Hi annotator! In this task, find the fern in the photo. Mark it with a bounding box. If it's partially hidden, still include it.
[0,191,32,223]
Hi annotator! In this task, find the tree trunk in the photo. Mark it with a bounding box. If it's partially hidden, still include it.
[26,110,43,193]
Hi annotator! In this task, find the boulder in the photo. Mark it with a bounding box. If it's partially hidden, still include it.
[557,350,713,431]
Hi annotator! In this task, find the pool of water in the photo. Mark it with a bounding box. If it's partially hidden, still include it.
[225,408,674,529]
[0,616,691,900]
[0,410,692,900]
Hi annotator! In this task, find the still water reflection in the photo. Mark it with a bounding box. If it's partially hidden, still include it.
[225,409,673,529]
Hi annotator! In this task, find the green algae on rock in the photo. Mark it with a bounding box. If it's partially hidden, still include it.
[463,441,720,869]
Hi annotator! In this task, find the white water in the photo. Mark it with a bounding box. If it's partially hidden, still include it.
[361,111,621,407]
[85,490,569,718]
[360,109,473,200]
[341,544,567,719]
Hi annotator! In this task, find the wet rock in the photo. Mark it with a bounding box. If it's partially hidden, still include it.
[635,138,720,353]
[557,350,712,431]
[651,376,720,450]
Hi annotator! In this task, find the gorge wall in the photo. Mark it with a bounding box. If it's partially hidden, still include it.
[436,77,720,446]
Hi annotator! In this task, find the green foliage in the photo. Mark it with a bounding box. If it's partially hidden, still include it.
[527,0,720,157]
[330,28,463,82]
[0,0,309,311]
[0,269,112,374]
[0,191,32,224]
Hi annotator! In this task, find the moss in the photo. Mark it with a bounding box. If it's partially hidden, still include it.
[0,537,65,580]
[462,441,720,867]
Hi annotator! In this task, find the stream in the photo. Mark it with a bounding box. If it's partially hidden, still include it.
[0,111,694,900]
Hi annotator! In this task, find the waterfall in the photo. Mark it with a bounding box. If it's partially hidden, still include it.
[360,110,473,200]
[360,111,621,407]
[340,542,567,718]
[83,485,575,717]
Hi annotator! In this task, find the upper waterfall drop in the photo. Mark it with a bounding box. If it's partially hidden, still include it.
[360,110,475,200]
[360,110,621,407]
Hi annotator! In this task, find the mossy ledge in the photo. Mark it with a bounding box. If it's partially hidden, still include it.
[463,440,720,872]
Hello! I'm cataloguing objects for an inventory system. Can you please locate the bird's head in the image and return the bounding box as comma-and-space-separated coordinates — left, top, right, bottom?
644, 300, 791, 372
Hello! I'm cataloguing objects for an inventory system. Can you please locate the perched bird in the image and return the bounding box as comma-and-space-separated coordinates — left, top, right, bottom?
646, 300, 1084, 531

********************

* _WHAT YOU NEED TO DO_
Reproduce the entries from the line containing "locate the perched" through the end of the entries, substituting "roosting bird" for "perched bird" and leaving everything else unchanged.

* _RIGHT ANSWER_
Hello! I'm cataloguing objects for an inventory system. Can you please locate the roosting bird in the image and return the bounding box as comma-and-space-separated coordinates — left, top, right, bottom?
646, 300, 1084, 531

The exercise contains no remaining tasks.